start EXERCISE INPUTS

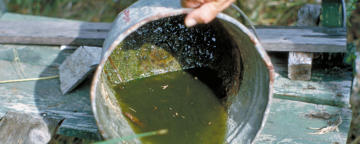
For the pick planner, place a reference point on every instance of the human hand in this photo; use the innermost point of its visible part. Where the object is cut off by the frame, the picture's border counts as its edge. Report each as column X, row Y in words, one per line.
column 205, row 10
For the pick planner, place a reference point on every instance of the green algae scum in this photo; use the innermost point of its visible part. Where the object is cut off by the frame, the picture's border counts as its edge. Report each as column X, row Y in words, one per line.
column 163, row 76
column 185, row 102
column 205, row 84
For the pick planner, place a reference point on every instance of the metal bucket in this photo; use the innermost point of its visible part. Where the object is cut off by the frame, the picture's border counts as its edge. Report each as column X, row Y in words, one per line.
column 242, row 63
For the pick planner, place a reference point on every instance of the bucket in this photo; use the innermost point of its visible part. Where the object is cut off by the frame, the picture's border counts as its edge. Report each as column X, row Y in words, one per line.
column 153, row 31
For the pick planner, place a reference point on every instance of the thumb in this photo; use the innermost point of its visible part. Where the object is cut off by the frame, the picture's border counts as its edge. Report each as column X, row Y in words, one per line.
column 206, row 12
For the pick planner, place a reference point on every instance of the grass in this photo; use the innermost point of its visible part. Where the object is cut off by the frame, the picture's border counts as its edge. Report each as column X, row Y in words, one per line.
column 260, row 12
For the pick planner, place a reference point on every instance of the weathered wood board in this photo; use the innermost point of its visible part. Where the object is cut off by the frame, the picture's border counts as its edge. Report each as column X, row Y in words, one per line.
column 44, row 97
column 324, row 87
column 287, row 123
column 23, row 128
column 304, row 39
column 299, row 66
column 78, row 66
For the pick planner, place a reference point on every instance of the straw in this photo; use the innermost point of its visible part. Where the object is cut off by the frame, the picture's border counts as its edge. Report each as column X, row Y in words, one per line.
column 18, row 64
column 159, row 132
column 29, row 79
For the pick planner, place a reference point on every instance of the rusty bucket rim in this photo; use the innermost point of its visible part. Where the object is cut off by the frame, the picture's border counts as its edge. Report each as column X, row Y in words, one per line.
column 257, row 45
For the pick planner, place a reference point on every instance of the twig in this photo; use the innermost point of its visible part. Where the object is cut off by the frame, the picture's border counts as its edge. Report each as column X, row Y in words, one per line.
column 30, row 79
column 332, row 127
column 159, row 132
column 117, row 72
column 18, row 64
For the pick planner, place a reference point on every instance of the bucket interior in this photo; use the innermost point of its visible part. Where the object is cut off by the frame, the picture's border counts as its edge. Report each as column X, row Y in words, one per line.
column 167, row 45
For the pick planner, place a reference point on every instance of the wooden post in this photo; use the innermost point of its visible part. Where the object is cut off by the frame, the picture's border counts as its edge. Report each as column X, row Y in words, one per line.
column 2, row 7
column 299, row 64
column 28, row 129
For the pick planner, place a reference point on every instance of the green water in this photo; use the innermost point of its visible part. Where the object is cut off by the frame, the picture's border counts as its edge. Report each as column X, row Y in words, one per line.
column 189, row 107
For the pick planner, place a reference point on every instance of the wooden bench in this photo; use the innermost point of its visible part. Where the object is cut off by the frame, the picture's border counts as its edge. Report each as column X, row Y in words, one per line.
column 38, row 41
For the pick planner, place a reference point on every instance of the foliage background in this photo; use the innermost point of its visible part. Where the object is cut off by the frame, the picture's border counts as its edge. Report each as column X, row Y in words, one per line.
column 260, row 12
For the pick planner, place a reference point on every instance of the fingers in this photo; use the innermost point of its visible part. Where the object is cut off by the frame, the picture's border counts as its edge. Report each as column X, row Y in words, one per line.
column 206, row 12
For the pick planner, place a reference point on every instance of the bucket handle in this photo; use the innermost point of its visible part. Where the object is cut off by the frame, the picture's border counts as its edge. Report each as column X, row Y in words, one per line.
column 246, row 18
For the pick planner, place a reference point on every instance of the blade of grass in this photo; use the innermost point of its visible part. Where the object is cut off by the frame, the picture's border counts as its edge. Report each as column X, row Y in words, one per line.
column 159, row 132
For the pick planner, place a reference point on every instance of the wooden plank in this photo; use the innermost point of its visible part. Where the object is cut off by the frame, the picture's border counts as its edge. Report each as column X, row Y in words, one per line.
column 355, row 103
column 288, row 123
column 2, row 7
column 24, row 128
column 8, row 16
column 78, row 66
column 306, row 39
column 299, row 66
column 332, row 13
column 324, row 87
column 44, row 97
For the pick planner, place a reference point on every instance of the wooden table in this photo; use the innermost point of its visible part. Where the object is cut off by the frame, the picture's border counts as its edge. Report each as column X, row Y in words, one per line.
column 286, row 123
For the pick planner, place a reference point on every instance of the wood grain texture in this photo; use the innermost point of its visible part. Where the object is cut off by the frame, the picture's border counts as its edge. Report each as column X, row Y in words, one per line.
column 326, row 88
column 44, row 97
column 299, row 66
column 78, row 66
column 93, row 34
column 23, row 128
column 288, row 123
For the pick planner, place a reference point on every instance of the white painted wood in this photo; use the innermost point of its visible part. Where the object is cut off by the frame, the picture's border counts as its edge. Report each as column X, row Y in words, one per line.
column 23, row 128
column 305, row 39
column 299, row 65
column 76, row 67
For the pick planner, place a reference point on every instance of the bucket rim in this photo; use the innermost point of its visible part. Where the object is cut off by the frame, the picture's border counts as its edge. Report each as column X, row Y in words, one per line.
column 176, row 12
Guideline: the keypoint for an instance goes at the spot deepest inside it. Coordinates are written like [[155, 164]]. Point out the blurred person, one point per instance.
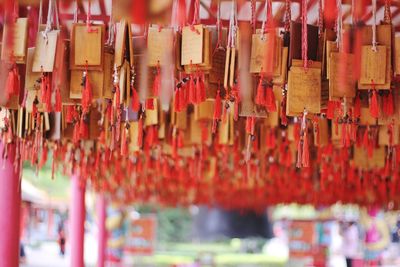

end EXERCISE INPUTS

_INSTRUCTIONS TO FOLLOW_
Number every line of the records above as a list, skipping any blank lines and omitting the pictures.

_SOLUTION FOR THIS TASK_
1. For the pick planner, place a reference point on every instance of the human hand in this photo; use the innermost point of its visible part. Where the object is cut off by the frame, the picture's border counts as its edge. Report each as column X, row Y in words, one per line.
2. column 205, row 10
3. For the pick planner, place a reference point on every instance of the green algae scum in this photo; use the innermost point of its visible part. Where the object is cut off by the frame, the picture's border counts as its edge. Report each as column X, row Y in words, one per line.
4. column 163, row 76
5. column 185, row 102
6. column 205, row 84
7. For the pick planner, place a reference point on every instance of the metal bucket in this photo; use the innermost point of its visible part. Where the object is cut off by the frame, the picture's border counts as its edge. Report each as column X, row Y in words, one per line.
8. column 242, row 63
9. For the pick planner, place a reference point on every instance of the bucket in this photo; use the innermost point of its visible part. Where the object is cut off by the frame, the picture's border counts as its edge. Report each as column X, row Y in words, one per line.
10. column 153, row 31
11. For the pick planner, place a reference point on every instance of the thumb in this photo; use the innermost point of its visible part. Where the object is cut off by the frame, the picture's border counts as its edge. Report each as column X, row Y in words, one per line.
12. column 206, row 12
13. For the pick planner, place a reference point on every instance of the grass in this photo; use the innermost point of its visible part. Where the object is cut off by the frame, the picture's border counts as its edge. Report each as column X, row Y in words, one per line.
14. column 260, row 12
15. For the pick planner, place a reference point on every instance of the weathered wood board in this photo; use the innermost point of its visible part. Where the object is cut off by the frame, the picture's border counts as its edge. Report each as column X, row Y in words, one per line.
16. column 44, row 97
17. column 324, row 87
18. column 287, row 123
19. column 23, row 128
20. column 304, row 39
21. column 299, row 66
22. column 78, row 66
23. For the pick planner, place a reference point on every instance of the straw in this photo; use the innermost point of its visible part. Where the object is cut off by the frame, the picture's border counts as its edge. Report each as column X, row Y in words, one per line.
24. column 18, row 64
25. column 159, row 132
26. column 29, row 79
27. For the pick planner, place a reference point on every instance of the rusty bucket rim in this photo; use the innermost point of its visible part. Where the object is cut off by the frame, the picture's border counts as its edge. Report each as column X, row Y in words, one per line.
28. column 257, row 45
29. For the pick planner, place a reference point on every instance of the twig in this photo; use the innermost point of its visible part. Where the object is cut off by the frame, the picture's border counts as its edge. Report each as column X, row Y in words, one per line.
30. column 30, row 79
31. column 332, row 127
32. column 159, row 132
33. column 117, row 72
34. column 18, row 64
35. For the pick planner, place a reference point on every instance of the bucket interior in this photo; use the innermost point of its visible part. Where the object is cut off by the frame, the picture's border counts as its edge. Report each as column X, row Y in words, one per line.
36. column 167, row 45
37. For the pick planner, place a reference point on every instance of the wooden post in this photo; use the innermost point of its visible part. Where the object is cut off by the frame, the picture's border counts as its edge. Report each as column X, row Y in words, one per line.
38. column 2, row 7
39. column 299, row 64
40. column 28, row 129
41. For the pick planner, place a reference point on every instance of the green water in this photo; use the innermost point of its visible part. Where the object is cut off by the frame, the picture's border counts as its edge. Report each as column X, row Y in words, one per line.
42. column 189, row 107
43. For the pick planner, place a reference point on every instance of the wooden bench in this photo; use the innermost point of its visible part. Where the object is cut off by the frame, the picture's border counts as its edge. Report each as column X, row Y in words, one per line.
44. column 38, row 41
45. For the pick planner, place a reference point on every instance of the foliage background in this photo; use the innermost point of its visible part. Where the object is cut off by the frame, the picture's border counts as its edge. Report each as column X, row Y in words, one per line.
46. column 260, row 12
47. For the pick planner, place a reference point on every instance of the fingers in this photo; use the innermost point of its visible part. Where the object is cut off by the frame, the picture's border counts as its edge. Report each as column X, row Y in words, one per line.
48. column 206, row 12
49. For the pick planner, place a reference point on every instance of the bucket handle in this photo; use the innermost point of its visible part. Where the object is cut off by the frame, the picture's border counts as its edge. Report each as column X, row Y in words, one per line.
50. column 246, row 18
51. For the pick planner, place a reference point on every instance of the blade of grass in this photo; use the innermost point of its visible part. Where the object is cut off by the frame, the picture's border counts as its edge. Report each as column X, row Y in words, one per line.
52. column 159, row 132
53. For the pick planner, place a reference point on every instance of the wooden plank in this photo; use the innermost point of its visible part. Where the object is cut off by the frame, the picture's border counts as its edge. Report each as column X, row Y in words, one per line.
54. column 355, row 103
55. column 288, row 123
56. column 2, row 7
57. column 24, row 128
58. column 8, row 16
59. column 78, row 66
60. column 306, row 39
61. column 299, row 66
62. column 332, row 13
63. column 324, row 87
64. column 44, row 97
65. For the pick planner, place a reference point on every instance of the wooden table in this photo; use the innermost point of its visible part. Where the object is cut off by the frame, the picture's border counts as its edge. Report each as column X, row Y in words, one per line.
66. column 286, row 123
67. For the pick planner, place a reference point on every instance of the wood grain texture in this photo; use the innermost point of its visible part. Where the object is cut off by the frame, the picture's border counts as its edge. Report each as column X, row Y in words, one per line.
68. column 326, row 88
69. column 44, row 97
70. column 299, row 66
71. column 78, row 66
72. column 93, row 34
73. column 23, row 128
74. column 288, row 123
75. For the pick planner, place a reference point on every instance of the white painted wood in this photo; use the innermost point of its visible part. Where the object is cut off by the frame, the picture's border counts as its edge. Report each as column X, row Y in words, one per line.
76. column 23, row 128
77. column 305, row 39
78. column 299, row 65
79. column 76, row 67
80. For the pick planner, place a reference point on every instance of the bucket rim in this photo; use the innermost point of its visible part. Where the object is cut off by the frame, the picture's border counts as its edge. Report each as column X, row Y in words, one per line.
81. column 176, row 12
82. Guideline: the keypoint for an instance goes at the spot deepest inside it. Coordinates are written like [[155, 164]]. Point out the blurred person, one point per instance.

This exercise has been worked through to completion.